____ TEXT SECTION
The experience of staying at home for the past year has put a lot of things into perspective, and a major part of that for me was my wardrobe.
What some might’ve seen as a sad time for fashion and self expression, I saw as an opportunity to reflect on my shopping habits, and rebuild my wardrobe in a way that was purposeful for my lifestyle.
Pre-pandemic, I had a toxic relationship with my clothes. Among my friends I was known to take the longest to pick out an outfit.
I was also the most anti-social. What should have been a fun night would be overcome by the stress of picking out what to wear, added on to my social-anxiety, and carried on through the evening.
For me, my outfit was the determining factor of how my night would go. Over time, I collected a mass of clothing I wore once and never again.
In between the clothes that were too tight, too big, stained, and still had their tags were those few pieces that I always gravitated to.
So I picked out the pieces worth investing in, had them tailored, and sold or donated the rest.
Then, I slowly rebuilt my wardrobe around my staple pieces. As it turns out, getting dressed is no longer as big of a task it once was.
________
____ DATASET ENTRIES
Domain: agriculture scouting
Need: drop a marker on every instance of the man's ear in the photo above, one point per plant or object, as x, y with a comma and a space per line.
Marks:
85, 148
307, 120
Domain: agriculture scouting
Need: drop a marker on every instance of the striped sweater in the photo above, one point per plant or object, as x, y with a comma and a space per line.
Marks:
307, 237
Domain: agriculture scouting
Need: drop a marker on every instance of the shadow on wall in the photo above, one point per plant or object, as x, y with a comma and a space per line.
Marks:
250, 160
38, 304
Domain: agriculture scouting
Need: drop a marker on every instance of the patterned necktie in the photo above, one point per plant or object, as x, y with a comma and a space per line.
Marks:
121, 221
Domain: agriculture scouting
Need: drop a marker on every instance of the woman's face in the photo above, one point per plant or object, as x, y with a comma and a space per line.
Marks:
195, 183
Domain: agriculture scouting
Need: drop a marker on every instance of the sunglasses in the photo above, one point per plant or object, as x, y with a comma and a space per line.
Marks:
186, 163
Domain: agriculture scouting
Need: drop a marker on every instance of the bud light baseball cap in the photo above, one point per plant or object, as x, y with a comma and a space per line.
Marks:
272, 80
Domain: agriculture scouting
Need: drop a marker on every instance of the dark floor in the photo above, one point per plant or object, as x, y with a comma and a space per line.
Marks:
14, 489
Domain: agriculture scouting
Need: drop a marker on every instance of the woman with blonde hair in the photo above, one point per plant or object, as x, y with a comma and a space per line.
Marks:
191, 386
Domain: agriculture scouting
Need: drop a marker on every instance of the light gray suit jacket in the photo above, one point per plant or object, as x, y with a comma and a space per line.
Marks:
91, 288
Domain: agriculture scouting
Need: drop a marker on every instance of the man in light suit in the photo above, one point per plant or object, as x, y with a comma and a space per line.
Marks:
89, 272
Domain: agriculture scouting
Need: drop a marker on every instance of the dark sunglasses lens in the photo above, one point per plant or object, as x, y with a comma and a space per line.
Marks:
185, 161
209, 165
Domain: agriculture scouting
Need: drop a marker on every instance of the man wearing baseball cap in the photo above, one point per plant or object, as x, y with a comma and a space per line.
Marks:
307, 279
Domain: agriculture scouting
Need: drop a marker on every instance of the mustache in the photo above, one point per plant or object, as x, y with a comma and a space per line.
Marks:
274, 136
________
• **WHAT THE TASK ASKS**: Please continue the piece about rebuilding a wardrobe after a year at home, picking up after its final sentence.

• **OUTPUT OF THE EXERCISE**:
Is Your Relationship With Your Closet… Complicated?
Take a moment and look into the space where you keep your clothes. Think about what you might want to wear later. Feel overwhelmed, or unsure?
What’s the current state of the space? Is it organized? Can you easily access what you need? Do you frequently find yourself stuck when it comes time to determine what to wear? Or even dread the idea of it?
Symptoms of an Over-Complicated Wardrobe
If you answered yes to any of the above questions, you’re most likely caught caught in a complicated relationship with your clothes.
This can have real effects on your day to day routine, some symptoms of a complicated wardrobe include:
- The “I Have a Closet Full of Clothes but Have Nothing to Wear” Nightmare:
You’re there, fresh out of the shower, looking into a closet full of clothing that’s just not inspiring.
Next thing you know you check the time and realize you’ve been standing there in your towel for the past 15 minutes and it’s time to get out the door.
This is just one symptom of an over-complicated wardrobe.
- The Never-Ending Spiral into A Time Warp of Outfit Try-Ons:
You try on your first outfit, and something about it isn’t right. Then you try on another, and another, and before you know it you’ve gone through 20 outfits and your room looks like a tornado went through it.
You finally settle with the first outfit you tried on and run out of the house with no time to spare, leaving the mess for your future self to deal with.
As Jay Shetty explains in his book, Think Like A Monk, monks purposefully simplify many things in their life, including clothing, as a way to preserve energy and save time getting ready for the day.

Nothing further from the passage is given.